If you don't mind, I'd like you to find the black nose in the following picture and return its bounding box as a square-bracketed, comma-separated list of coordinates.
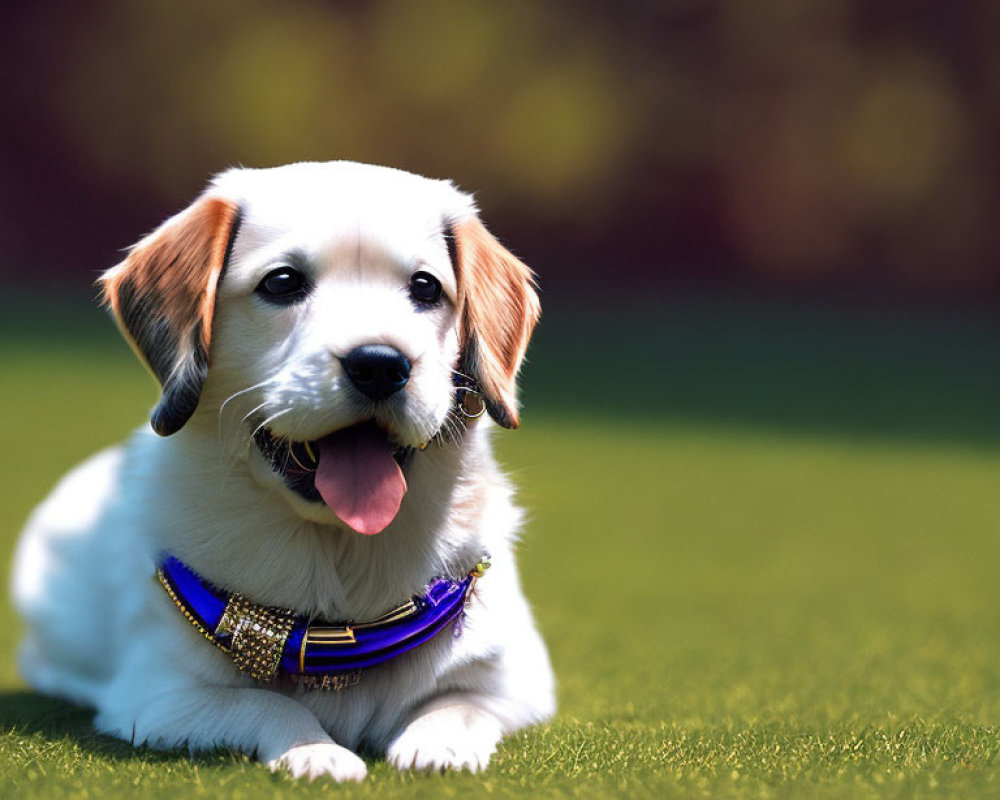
[341, 345, 411, 402]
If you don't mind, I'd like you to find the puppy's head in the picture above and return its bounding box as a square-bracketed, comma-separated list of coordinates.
[101, 162, 539, 533]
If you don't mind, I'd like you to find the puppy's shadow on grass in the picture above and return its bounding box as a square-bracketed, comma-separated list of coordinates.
[0, 689, 243, 766]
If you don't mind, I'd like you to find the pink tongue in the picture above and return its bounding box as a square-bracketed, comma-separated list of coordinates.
[313, 424, 407, 535]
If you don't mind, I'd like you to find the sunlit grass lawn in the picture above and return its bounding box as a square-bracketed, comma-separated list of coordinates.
[2, 298, 1000, 798]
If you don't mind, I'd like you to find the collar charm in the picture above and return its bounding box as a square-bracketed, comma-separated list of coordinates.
[156, 555, 488, 688]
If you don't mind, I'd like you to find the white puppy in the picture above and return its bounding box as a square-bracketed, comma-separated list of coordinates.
[12, 162, 554, 781]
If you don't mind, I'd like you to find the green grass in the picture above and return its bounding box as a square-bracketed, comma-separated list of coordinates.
[2, 295, 1000, 798]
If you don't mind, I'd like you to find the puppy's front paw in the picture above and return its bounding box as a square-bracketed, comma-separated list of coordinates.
[388, 702, 503, 773]
[268, 743, 367, 782]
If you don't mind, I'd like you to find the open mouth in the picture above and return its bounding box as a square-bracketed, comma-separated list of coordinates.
[254, 420, 416, 535]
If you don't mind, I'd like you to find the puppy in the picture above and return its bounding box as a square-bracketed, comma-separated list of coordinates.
[12, 162, 555, 781]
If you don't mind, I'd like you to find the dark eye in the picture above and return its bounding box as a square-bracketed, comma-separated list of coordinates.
[256, 266, 309, 304]
[409, 271, 442, 306]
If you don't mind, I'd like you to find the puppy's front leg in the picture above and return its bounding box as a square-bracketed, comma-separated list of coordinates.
[95, 686, 366, 781]
[387, 693, 505, 773]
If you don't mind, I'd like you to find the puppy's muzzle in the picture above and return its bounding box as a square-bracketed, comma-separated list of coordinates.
[341, 345, 411, 402]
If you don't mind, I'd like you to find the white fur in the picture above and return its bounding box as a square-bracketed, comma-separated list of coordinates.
[11, 162, 555, 780]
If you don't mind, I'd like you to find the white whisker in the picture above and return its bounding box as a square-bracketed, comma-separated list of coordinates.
[219, 377, 277, 420]
[252, 409, 292, 439]
[241, 401, 271, 426]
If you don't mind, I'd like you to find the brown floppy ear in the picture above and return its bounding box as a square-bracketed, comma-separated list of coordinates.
[451, 216, 540, 429]
[100, 196, 242, 436]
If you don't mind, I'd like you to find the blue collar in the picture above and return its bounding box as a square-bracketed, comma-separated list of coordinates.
[156, 554, 489, 690]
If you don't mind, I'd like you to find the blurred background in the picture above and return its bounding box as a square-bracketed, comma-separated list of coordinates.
[2, 0, 999, 302]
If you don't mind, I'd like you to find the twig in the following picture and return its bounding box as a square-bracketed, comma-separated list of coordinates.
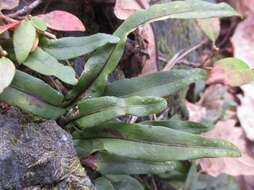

■ ■ ■ ■ ■

◆ About this task: Would you copy each line above exactly as given, dropping any images?

◆ Answer to the exercise:
If you don't mind, I'd like you to find the black nose in the following picture and return its bounding box as a square-bracketed, comma-separated list of coordinates.
[341, 345, 411, 402]
If you don't mind, I'd like you to find the puppy's head in the picture above and return its bounding box as a square-bracketed, comma-separated list of coordinates.
[101, 162, 539, 533]
If you don't mind, I'd like you to find the puppy's shadow on grass in the picture above and return its bounding box as a square-bracketed, comma-separated list of coordinates.
[0, 689, 243, 766]
If you don't mind, I'd like you to find the pink tongue in the picture above and return its bounding box as a square-bracketed, comma-separated list of coordinates.
[313, 424, 407, 535]
If you don't mind, I'd like you to find the sunlit grass lawn in the picture above and return its bounding box as a square-bracketed, comma-separated list of coordinates.
[2, 298, 1000, 798]
If you don't mind, I'd like you to find the collar charm in the picture above and return its bounding box as a square-bracketed, comma-separated list of coordinates.
[156, 555, 488, 688]
If you don't mind, I'd like you to find the white puppy in the picture above and return its bounding box as a square-bracketed, comma-separated list of coordinates.
[12, 162, 554, 781]
If you don't mind, I'd like you to find the green grass in the picture above and return its bounding box as a square-bracketed, comma-separated list of coordinates.
[2, 295, 1000, 798]
If you don't mind, I'd like you to find the puppy's front paw in the picture above and return its bounding box as a square-bracketed, comma-separated list of coordinates.
[388, 702, 503, 773]
[268, 743, 367, 782]
If you don't mind, I'd like you to find the open mouth in the picture above and return its bounding box as a square-bracketed, comma-separated list of coordinates.
[254, 420, 416, 535]
If you don't mind, I'd like you to find the puppy in the picture above and return its bounding box as a square-bracketed, comma-separated list of coordinates.
[12, 162, 555, 781]
If you don't mind, I'd like you to find the dark eye in the picture above and return its bounding box as a square-bracketed, comma-separated list of coordinates.
[256, 266, 309, 304]
[409, 271, 442, 306]
If you don't mind, I'd like you to find the puppy's front leg in the picture above and return its bounding box as a square-bracketed, comma-separated list of coordinates.
[95, 686, 366, 781]
[387, 693, 505, 773]
If you don't mind, I'd like you to find the puppy's muzzle in the picture above and return its bounding box as a square-bracketed, comma-separated list of coordinates.
[341, 345, 411, 402]
If you don't mind, I'd like you to find the white fur in the picture above and return its bounding box as a square-bracketed, comma-separated list of coordinates.
[11, 162, 555, 780]
If you don't mind, I'd like you to find the white whisker in the picture above and return its bounding box as a square-bracketed, comma-separated list of coordinates.
[219, 377, 277, 420]
[252, 409, 292, 439]
[241, 401, 271, 426]
If you don't mind, I'd like you to find the brown floppy ear in the picture above and return its bounding box as a square-bracketed, comma-separated list of coordinates.
[451, 216, 540, 429]
[100, 196, 242, 436]
If you don't mind, I'd like you to find the blue collar in the picture above and return its bounding box as a square-bracketed, comma-separated list of coordinates.
[156, 554, 489, 690]
If you don't mind, I'd like you to find the blurred background in the picture above and return its bounding box as a square-bracketed, comma-separated list of coordinates.
[2, 0, 999, 302]
If you don't mind, I'd like you to find the twig in the following picture and return its bounding box as a square-bracketed, comma-separated list of coordinates.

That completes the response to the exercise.